Cuando Mariana iba a la universidad o a comprar algo con su tarjeta de crédito, sus interlocutores solían quedarse impactados. «Qué apellido, eh?», le decían con temor y cierta sospecha. Tenía el peor estigma sobre sí misma. Ningún orgullo de ser la hija del represor. Ni siquiera afecto sentía por él. De niña se escondía cuando lo oía llegar. Deseaba que se muriese.

«Él aparentaba tener una familia pero nos tenía asco. Era la encarnación del mal en todos los ámbitos», recuerda Mariana. La mujer, hoy psicoanalista y docente universitaria, es la única de los tres hermanos que se quitó el apellido. Los otros dos lo conservaron aunque también se consideran víctimas. Su madre se volvió a casar y vive en el extranjero, prácticamente refugiada. «Su sola presencia nos infundía terror. No es que fuera un papá dulce y que después se convirtiera. Al monstruo lo conocimos desde chicos», asegura Mariana. «Es un ser infame, un narcisista malvado, sin escrúpulos».

Por esa razón, hace un año pidió el cambio de apellido. «No hay ni ha habido nada que nos una», declaró en la solicitud. «He decidido ponerle punto final al gran peso que para mí significa arrastrar un apellido teñido de sangre y horror, ajeno a la constitución de mi persona».

Desde que ha dado a conocer su historia, Mariana se siente más acompañada. Dice que siempre estuvo cerca de las Madres y Abuelas de Plaza de Mayo, que incluso participó de muchas de sus manifestaciones en demanda de juicio y castigo para los represores. Pero su apellido, tan conocido, era una limitación para involucrarse.

Su testimonio, volcado por primera vez hace algunos días en una revista digital poco conocida, animó a otras personas que, como ella, repudiaron siempre la perversidad de sus progenitores.

«Más allá del horror, lo quiero»

Tareas a realizar:
(a) Extrae del texto sobre Mariana el fragmento que va de "Desde que ha" a "limitación para involucrarse.", ambos incluidos, sin alterar nada.
(b) Responde estas preguntas según el texto sobre Mariana:
(i) ¿A qué se dedica hoy Mariana?
(ii) ¿Cuándo pidió el cambio de apellido?
(iii) ¿Dónde se publicó su testimonio por primera vez?
El listado procede de una fuente distinta a la del texto sobre Mariana.

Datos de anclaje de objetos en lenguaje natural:
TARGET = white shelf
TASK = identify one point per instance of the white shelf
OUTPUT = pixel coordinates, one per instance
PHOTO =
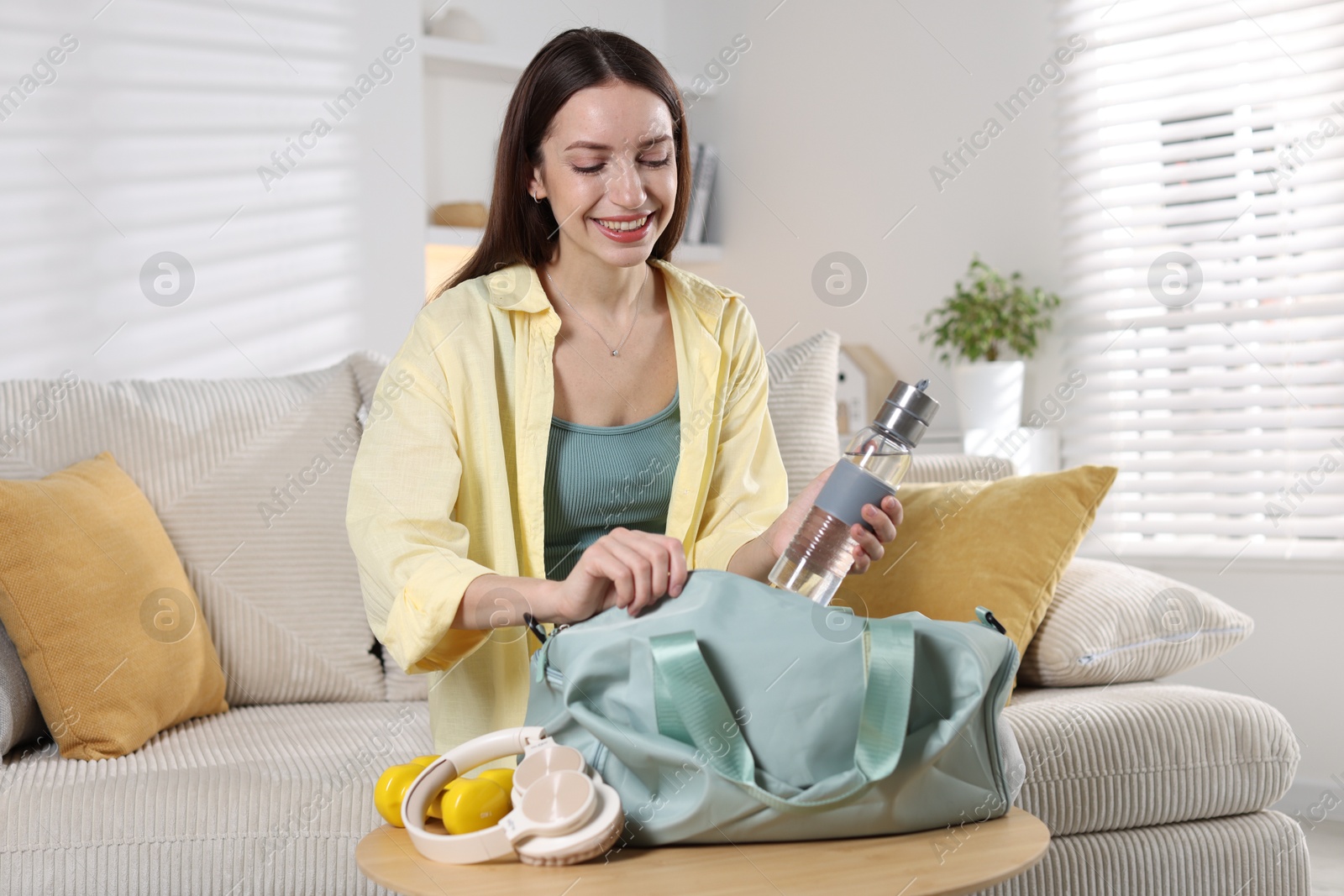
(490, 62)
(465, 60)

--

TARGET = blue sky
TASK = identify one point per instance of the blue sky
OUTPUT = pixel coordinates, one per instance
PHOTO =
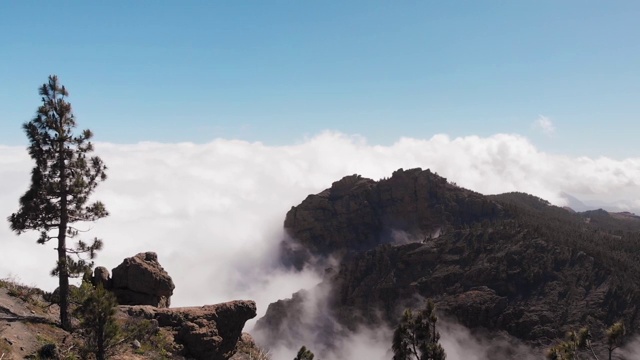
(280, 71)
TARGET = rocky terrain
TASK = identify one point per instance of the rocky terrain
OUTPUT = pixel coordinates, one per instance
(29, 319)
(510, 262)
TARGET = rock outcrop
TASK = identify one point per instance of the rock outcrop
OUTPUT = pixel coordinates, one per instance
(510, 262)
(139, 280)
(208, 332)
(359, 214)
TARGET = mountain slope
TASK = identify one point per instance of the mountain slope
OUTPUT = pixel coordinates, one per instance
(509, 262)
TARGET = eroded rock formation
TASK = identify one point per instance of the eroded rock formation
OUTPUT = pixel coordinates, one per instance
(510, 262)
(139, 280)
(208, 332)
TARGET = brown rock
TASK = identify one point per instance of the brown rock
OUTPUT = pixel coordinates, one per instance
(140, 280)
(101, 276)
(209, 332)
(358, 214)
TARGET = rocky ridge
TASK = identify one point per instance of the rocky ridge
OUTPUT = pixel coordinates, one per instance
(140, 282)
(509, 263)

Resultados por tarea:
(a)
Desde que ha dado a conocer su historia, Mariana se siente más acompañada. Dice que siempre estuvo cerca de las Madres y Abuelas de Plaza de Mayo, que incluso participó de muchas de sus manifestaciones en demanda de juicio y castigo para los represores. Pero su apellido, tan conocido, era una limitación para involucrarse.

(b)
(i) Es psicoanalista y docente universitaria.
(ii) Hace un año.
(iii) En una revista digital poco conocida.